Quais são os traços desta cultura marcada pela ética do encontro, a partir da memória e experiência cristãs? O discurso revela-se consciente da complexidade própria das novas «mediasferas», onde se descobre a turbulência própria das zonas intermédias, das interfaces, dos curto-circuitos, o vaivém entre a pequena e a grande escala. A leitura contextual proposta dá conta da preponderância de uma cultura da extensão (sirvo-me aqui de uma categoria de Régis Debray). Uma cultura que dá prioridade ao espaço em detrimento do tempo, do imediato em detrimento da duração, aproveitando para tal a maior parte das inovações tecnológicas (sampling e zapping, culto do direto e imediato, montagem instantânea e viagens ultrarrápidas). Estamos, paradoxalmente, perante um alargamento vertiginoso dos horizontes e uma contração planetária.
A partir do que se poderia descrever como uma analítica profética, a mensagem do Papa Francisco sublinha o facto de que este encurtamento de distâncias não pode apresentar-se como uma oportunidade totalmente partilhada, em razão das fraturas de desigualdade que persistem. Ou seja, observa-se o paradoxo de um fenómeno que se descreve pelo encurtamento da distância (no espaço) e pelo aprofundamento da distância social incrementado por novas formas de exclusão ou recomposição das já conhecidas. Os meios que permitem estar mais perto podem introduzir novas fronteiras de exclusão. Na sua mensagem, o Papa Francisco, alude à memória das grandes metrópoles do final século XIX, onde a abertura de grandes avenidas, particularmente votadas ao comércio e serviços, tornaram ainda mais visíveis algumas vulnerabilidades e fraturas sociais.

● **Problema proposto A**: Reproduza na íntegra, sem qualquer alteração, o texto sobre a cultura do encontro e as distâncias sociais.

● **Dados fornecidos**:
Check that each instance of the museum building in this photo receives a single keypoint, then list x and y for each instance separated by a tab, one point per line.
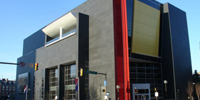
133	47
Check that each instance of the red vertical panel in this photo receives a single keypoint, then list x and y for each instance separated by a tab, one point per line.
125	51
121	49
119	73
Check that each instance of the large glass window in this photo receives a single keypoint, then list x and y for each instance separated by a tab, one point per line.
53	84
61	36
69	82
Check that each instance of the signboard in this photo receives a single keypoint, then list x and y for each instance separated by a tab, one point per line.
90	72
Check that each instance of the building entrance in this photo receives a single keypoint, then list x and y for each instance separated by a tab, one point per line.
141	91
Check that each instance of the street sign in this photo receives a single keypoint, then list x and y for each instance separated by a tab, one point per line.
91	72
105	83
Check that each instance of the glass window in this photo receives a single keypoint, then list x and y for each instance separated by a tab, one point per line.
69	82
53	83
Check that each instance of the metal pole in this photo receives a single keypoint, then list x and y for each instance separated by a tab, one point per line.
117	94
26	92
100	92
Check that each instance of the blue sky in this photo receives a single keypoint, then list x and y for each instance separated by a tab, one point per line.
19	19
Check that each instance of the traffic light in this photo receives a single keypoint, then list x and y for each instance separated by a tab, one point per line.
135	90
155	89
81	72
36	66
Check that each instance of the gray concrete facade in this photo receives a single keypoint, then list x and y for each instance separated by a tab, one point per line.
101	47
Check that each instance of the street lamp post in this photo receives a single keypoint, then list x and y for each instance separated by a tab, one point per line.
118	91
165	82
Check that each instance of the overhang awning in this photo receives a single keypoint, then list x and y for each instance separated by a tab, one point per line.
66	22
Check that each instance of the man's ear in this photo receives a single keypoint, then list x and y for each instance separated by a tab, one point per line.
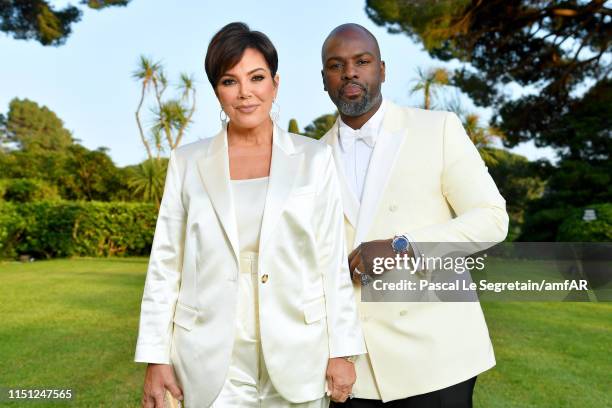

● **Problema proposto B**: Devolva sem alterações as linhas da listagem que vão da linha com "Check that each instance of the gray" até ao final da listagem, ambas incluídas, deixando as imagens de fora da resposta.

● **Resposta correta A**:
Quais são os traços desta cultura marcada pela ética do encontro, a partir da memória e experiência cristãs? O discurso revela-se consciente da complexidade própria das novas «mediasferas», onde se descobre a turbulência própria das zonas intermédias, das interfaces, dos curto-circuitos, o vaivém entre a pequena e a grande escala. A leitura contextual proposta dá conta da preponderância de uma cultura da extensão (sirvo-me aqui de uma categoria de Régis Debray). Uma cultura que dá prioridade ao espaço em detrimento do tempo, do imediato em detrimento da duração, aproveitando para tal a maior parte das inovações tecnológicas (sampling e zapping, culto do direto e imediato, montagem instantânea e viagens ultrarrápidas). Estamos, paradoxalmente, perante um alargamento vertiginoso dos horizontes e uma contração planetária.
A partir do que se poderia descrever como uma analítica profética, a mensagem do Papa Francisco sublinha o facto de que este encurtamento de distâncias não pode apresentar-se como uma oportunidade totalmente partilhada, em razão das fraturas de desigualdade que persistem. Ou seja, observa-se o paradoxo de um fenómeno que se descreve pelo encurtamento da distância (no espaço) e pelo aprofundamento da distância social incrementado por novas formas de exclusão ou recomposição das já conhecidas. Os meios que permitem estar mais perto podem introduzir novas fronteiras de exclusão. Na sua mensagem, o Papa Francisco, alude à memória das grandes metrópoles do final século XIX, onde a abertura de grandes avenidas, particularmente votadas ao comércio e serviços, tornaram ainda mais visíveis algumas vulnerabilidades e fraturas sociais.

● **Resposta correta B**:
Check that each instance of the gray concrete facade in this photo receives a single keypoint, then list x and y for each instance separated by a tab, one point per line.
101	47
Check that each instance of the street lamp post in this photo receives a single keypoint, then list x and y for each instance separated by a tab, one point per line.
118	91
165	82
Check that each instance of the overhang awning in this photo receives a single keypoint, then list x and y for each instance separated by a tab, one point per line.
66	22
Check that each instance of the man's ear in this photo receives a single keypoint, then list x and y for each instance separated by a tab, one point per line.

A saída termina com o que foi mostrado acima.